■ 练习题
• 1. 请把所给文本中从“四、生活方式及观念变迁的内在资源”到“洋人争利的发展近代工商观念。”的那一段一字不改地打印出来。
• 2. 所给文本举出了哪几种物美价廉、广受人们欢迎的日用洋货?

=== 所给文本 ===

四、生活方式及观念变迁的内在资源
上海新社会风尚所反映的生活方式的变动,导致旧伦理的衰坏,新社会观念的萌生。然而,这种新旧观念的更替却并不是一种断裂和完全相背,其间虽有价值取向的转变,但就其内在涵义来说,仍有一定的连续性。这是因为,人们生活方式虽然依生活环境的变化而有所改变,但支配这种生活方式变化的内在价值观念却有一定的连续性。晚清上海出现的这些新生活方式及其内含的价值观念,虽然在以往社会推崇的主流伦理中几乎看不到,但却在非主流的民间世俗生活中大多可以看到它们的影子,在民间实际生活和由此形成的民间生活伦理中一直有延续。
例如,对于洋货流行所反映的人们的“好异喜新”及物欲本性,以往虽然在提倡节俭、务实用的正统伦理中是被贬斥的,但是在民间实际生活中也一直有随分适度、量入为出,即符合自己身份、财力的物质生活观念及生活方式。[23]一方面这是对人的物欲本性的认可,另一方面也是对物质生活水平标志一定的身份这种附加社会值的肯定。只是在上海商业化、市场化程度更高的条件下,购用洋货标志身份和财力的附加社会值更高,人们这种观念更为膨胀,因而争相购用,相习成风。而一些既物美且价廉的日用洋货如洋布、火柴、洋油、洋钉等广受人们欢迎,更是人们历来沿袭的“利用取廉”实用消费观的延续,是市场价值交换法则的自然扩展。因而,洋货流行的风尚,是随分适度、利用取廉的传统生活方式,在洋货涌入、市场化环境下的延续和扩展,正是这些构成了洋货的需求市场,使人们产生了“利源”即洋货市场观念,进而形成了仿造洋货、与洋人争利的发展近代工商观念。
从商之风及由商人地位的上升而引起的贵贱失序之风、以钱衡人之风,也有民间传统生活方式的渊源。虽然历来正统伦理提倡贱商、轻商,但自汉唐以迄明清,在民间实际生活中一直存在着趋商、慕商的传统,因而,凡是经过了一段安定升平时期,就会出现人争趋商、商人大增的现象,这在历代史籍中多有记载。[24]晚清上海商业化的发展,为人们从商提供了前所未有的空间和条件,因而吸引人们纷纷从商。商人财富的增加所带来的地位上升,自然引起了与其他社会阶层相互关系的调整,因而出现与士阶层地位关系的升降更替,并使商人之间的社会交往规则——即以钱衡量人的价值,取代以往身份价值而上升为社会普遍性的交往规则,从而形成了能力功利主义的近代社会平等观念。

=== 所给数据 ===

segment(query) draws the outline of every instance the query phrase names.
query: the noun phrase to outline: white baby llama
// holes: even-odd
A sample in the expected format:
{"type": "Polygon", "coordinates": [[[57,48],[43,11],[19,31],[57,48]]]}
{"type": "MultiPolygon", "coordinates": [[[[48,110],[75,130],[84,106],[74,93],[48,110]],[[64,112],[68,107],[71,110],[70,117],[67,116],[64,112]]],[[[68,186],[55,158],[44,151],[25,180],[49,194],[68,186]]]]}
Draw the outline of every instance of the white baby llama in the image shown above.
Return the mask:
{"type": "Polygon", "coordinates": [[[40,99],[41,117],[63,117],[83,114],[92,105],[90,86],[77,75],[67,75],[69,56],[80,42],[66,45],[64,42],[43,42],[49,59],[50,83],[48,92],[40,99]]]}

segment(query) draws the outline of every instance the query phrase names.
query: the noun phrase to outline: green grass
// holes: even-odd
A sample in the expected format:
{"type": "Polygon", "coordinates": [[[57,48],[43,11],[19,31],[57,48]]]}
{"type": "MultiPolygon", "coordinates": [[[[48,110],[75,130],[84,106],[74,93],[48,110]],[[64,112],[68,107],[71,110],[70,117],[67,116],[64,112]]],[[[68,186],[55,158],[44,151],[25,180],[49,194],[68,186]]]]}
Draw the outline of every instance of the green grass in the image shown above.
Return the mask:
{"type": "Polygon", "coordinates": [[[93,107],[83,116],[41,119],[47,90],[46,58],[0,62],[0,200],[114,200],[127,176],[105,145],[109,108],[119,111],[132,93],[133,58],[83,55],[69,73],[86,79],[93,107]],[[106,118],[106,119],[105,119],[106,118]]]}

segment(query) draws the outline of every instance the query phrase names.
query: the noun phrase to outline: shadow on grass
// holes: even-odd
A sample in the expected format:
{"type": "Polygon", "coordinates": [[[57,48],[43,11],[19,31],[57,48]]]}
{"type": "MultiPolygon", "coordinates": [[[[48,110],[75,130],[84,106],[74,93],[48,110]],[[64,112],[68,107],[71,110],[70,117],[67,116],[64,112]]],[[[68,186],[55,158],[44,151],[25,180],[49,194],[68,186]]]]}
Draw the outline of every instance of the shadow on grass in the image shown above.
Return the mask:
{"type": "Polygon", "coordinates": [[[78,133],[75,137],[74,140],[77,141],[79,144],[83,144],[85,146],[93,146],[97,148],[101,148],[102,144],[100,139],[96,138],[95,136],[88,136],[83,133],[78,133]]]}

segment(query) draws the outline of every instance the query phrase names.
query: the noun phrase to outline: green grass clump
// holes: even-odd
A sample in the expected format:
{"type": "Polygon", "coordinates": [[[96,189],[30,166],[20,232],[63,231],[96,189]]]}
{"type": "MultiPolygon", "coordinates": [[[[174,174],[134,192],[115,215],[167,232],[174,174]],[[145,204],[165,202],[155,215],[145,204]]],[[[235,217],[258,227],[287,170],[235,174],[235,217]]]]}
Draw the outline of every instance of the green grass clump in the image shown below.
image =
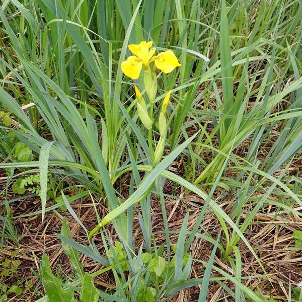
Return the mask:
{"type": "MultiPolygon", "coordinates": [[[[16,219],[41,215],[45,221],[53,212],[63,221],[57,236],[72,271],[55,275],[44,254],[40,301],[153,302],[198,285],[202,302],[213,296],[212,284],[221,287],[215,301],[282,298],[248,285],[253,278],[272,282],[248,235],[266,209],[275,209],[274,219],[279,212],[302,216],[300,6],[299,0],[3,2],[1,244],[21,240],[16,219]],[[121,67],[133,54],[128,45],[144,40],[153,41],[156,55],[170,50],[180,63],[169,73],[157,71],[154,97],[142,71],[130,81],[121,67]],[[38,196],[41,207],[15,215],[23,197],[12,193],[38,196]],[[192,223],[188,195],[203,200],[192,223]],[[167,197],[187,202],[177,239],[167,197]],[[97,218],[89,230],[72,207],[84,199],[100,200],[107,211],[94,202],[97,218]],[[155,200],[165,236],[160,244],[153,229],[155,200]],[[71,238],[66,210],[88,241],[71,238]],[[209,212],[216,221],[212,233],[203,224],[209,212]],[[199,238],[210,246],[208,254],[193,253],[199,238]],[[242,271],[241,243],[261,274],[242,271]],[[82,254],[104,267],[84,272],[82,254]],[[191,274],[196,265],[201,277],[191,274]],[[114,286],[97,288],[94,278],[105,274],[114,286]]],[[[300,300],[296,285],[284,286],[289,297],[295,288],[292,299],[300,300]]],[[[3,294],[13,292],[7,289],[3,294]]]]}

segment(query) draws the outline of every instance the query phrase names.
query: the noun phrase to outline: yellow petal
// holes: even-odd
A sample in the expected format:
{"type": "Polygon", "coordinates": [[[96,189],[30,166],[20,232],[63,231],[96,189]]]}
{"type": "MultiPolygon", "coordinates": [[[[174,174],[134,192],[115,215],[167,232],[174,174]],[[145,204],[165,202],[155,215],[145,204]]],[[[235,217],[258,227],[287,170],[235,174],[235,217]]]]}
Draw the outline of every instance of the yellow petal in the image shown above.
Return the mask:
{"type": "Polygon", "coordinates": [[[177,58],[172,50],[161,52],[153,57],[155,65],[165,73],[171,72],[176,67],[180,66],[177,58]]]}
{"type": "Polygon", "coordinates": [[[141,103],[141,94],[140,93],[139,90],[138,90],[138,88],[136,87],[136,85],[134,85],[134,90],[135,91],[135,94],[136,95],[137,102],[140,104],[141,103]]]}
{"type": "Polygon", "coordinates": [[[163,106],[162,106],[162,112],[164,114],[166,113],[166,111],[167,111],[167,107],[168,106],[169,100],[170,100],[170,97],[171,95],[171,91],[172,90],[169,90],[168,92],[168,93],[166,95],[165,99],[164,99],[164,101],[163,101],[163,106]]]}
{"type": "Polygon", "coordinates": [[[142,67],[141,60],[135,55],[130,55],[125,61],[122,62],[121,65],[123,72],[134,80],[139,77],[142,67]]]}
{"type": "Polygon", "coordinates": [[[152,46],[152,41],[148,42],[143,41],[139,44],[130,44],[128,47],[130,51],[138,57],[143,61],[143,63],[146,65],[148,64],[150,58],[149,57],[149,48],[152,46]]]}
{"type": "Polygon", "coordinates": [[[155,53],[156,50],[156,48],[155,47],[153,47],[153,48],[151,48],[150,50],[149,50],[149,59],[150,59],[153,56],[153,55],[155,53]]]}

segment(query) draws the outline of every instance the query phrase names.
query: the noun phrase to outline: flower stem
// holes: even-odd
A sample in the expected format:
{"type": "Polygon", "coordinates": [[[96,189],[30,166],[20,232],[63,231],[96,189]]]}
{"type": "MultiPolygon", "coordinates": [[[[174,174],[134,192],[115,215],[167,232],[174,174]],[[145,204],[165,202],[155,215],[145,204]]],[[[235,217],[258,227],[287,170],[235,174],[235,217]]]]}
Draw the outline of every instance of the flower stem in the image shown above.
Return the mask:
{"type": "MultiPolygon", "coordinates": [[[[149,117],[152,121],[153,124],[154,124],[154,118],[153,118],[153,108],[154,107],[154,104],[153,103],[150,103],[150,110],[149,111],[149,117]]],[[[150,150],[150,155],[151,156],[151,160],[153,162],[154,160],[154,151],[153,150],[153,131],[152,128],[149,129],[148,130],[148,144],[149,145],[149,149],[150,150]]]]}

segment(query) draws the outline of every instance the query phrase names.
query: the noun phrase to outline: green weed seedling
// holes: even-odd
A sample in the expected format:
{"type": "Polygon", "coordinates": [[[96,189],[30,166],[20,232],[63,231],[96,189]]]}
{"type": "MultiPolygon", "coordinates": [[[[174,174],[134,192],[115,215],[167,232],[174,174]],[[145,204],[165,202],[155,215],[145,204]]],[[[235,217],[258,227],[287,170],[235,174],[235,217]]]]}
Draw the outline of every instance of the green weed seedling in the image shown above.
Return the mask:
{"type": "MultiPolygon", "coordinates": [[[[66,218],[63,220],[61,235],[65,238],[70,237],[70,229],[67,225],[66,218]]],[[[85,273],[83,265],[80,261],[78,250],[69,245],[62,242],[62,247],[65,255],[68,257],[73,275],[72,282],[64,282],[60,276],[55,276],[50,267],[48,256],[44,254],[41,266],[41,277],[49,302],[97,302],[99,300],[99,290],[94,284],[94,277],[105,272],[107,269],[101,270],[94,274],[85,273]],[[80,293],[80,300],[75,297],[75,292],[80,293]]],[[[110,269],[109,268],[108,269],[110,269]]],[[[42,300],[45,300],[42,298],[42,300]]]]}
{"type": "Polygon", "coordinates": [[[292,233],[292,237],[296,240],[294,242],[295,246],[302,248],[302,231],[295,231],[292,233]]]}
{"type": "Polygon", "coordinates": [[[18,276],[18,269],[21,262],[15,258],[18,252],[18,251],[12,252],[10,258],[0,260],[0,302],[8,300],[9,294],[19,295],[23,292],[21,280],[13,284],[10,280],[8,281],[9,279],[17,278],[18,276]]]}
{"type": "MultiPolygon", "coordinates": [[[[36,194],[41,197],[41,187],[40,186],[40,173],[30,174],[24,178],[18,178],[12,186],[13,192],[15,194],[24,195],[26,193],[36,194]]],[[[50,197],[51,191],[47,187],[47,199],[50,197]]]]}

===

■ 任务答案
• 1.
四、生活方式及观念变迁的内在资源
上海新社会风尚所反映的生活方式的变动,导致旧伦理的衰坏,新社会观念的萌生。然而,这种新旧观念的更替却并不是一种断裂和完全相背,其间虽有价值取向的转变,但就其内在涵义来说,仍有一定的连续性。这是因为,人们生活方式虽然依生活环境的变化而有所改变,但支配这种生活方式变化的内在价值观念却有一定的连续性。晚清上海出现的这些新生活方式及其内含的价值观念,虽然在以往社会推崇的主流伦理中几乎看不到,但却在非主流的民间世俗生活中大多可以看到它们的影子,在民间实际生活和由此形成的民间生活伦理中一直有延续。
例如,对于洋货流行所反映的人们的“好异喜新”及物欲本性,以往虽然在提倡节俭、务实用的正统伦理中是被贬斥的,但是在民间实际生活中也一直有随分适度、量入为出,即符合自己身份、财力的物质生活观念及生活方式。[23]一方面这是对人的物欲本性的认可,另一方面也是对物质生活水平标志一定的身份这种附加社会值的肯定。只是在上海商业化、市场化程度更高的条件下,购用洋货标志身份和财力的附加社会值更高,人们这种观念更为膨胀,因而争相购用,相习成风。而一些既物美且价廉的日用洋货如洋布、火柴、洋油、洋钉等广受人们欢迎,更是人们历来沿袭的“利用取廉”实用消费观的延续,是市场价值交换法则的自然扩展。因而,洋货流行的风尚,是随分适度、利用取廉的传统生活方式,在洋货涌入、市场化环境下的延续和扩展,正是这些构成了洋货的需求市场,使人们产生了“利源”即洋货市场观念,进而形成了仿造洋货、与洋人争利的发展近代工商观念。

• 2. 洋布、火柴、洋油、洋钉等。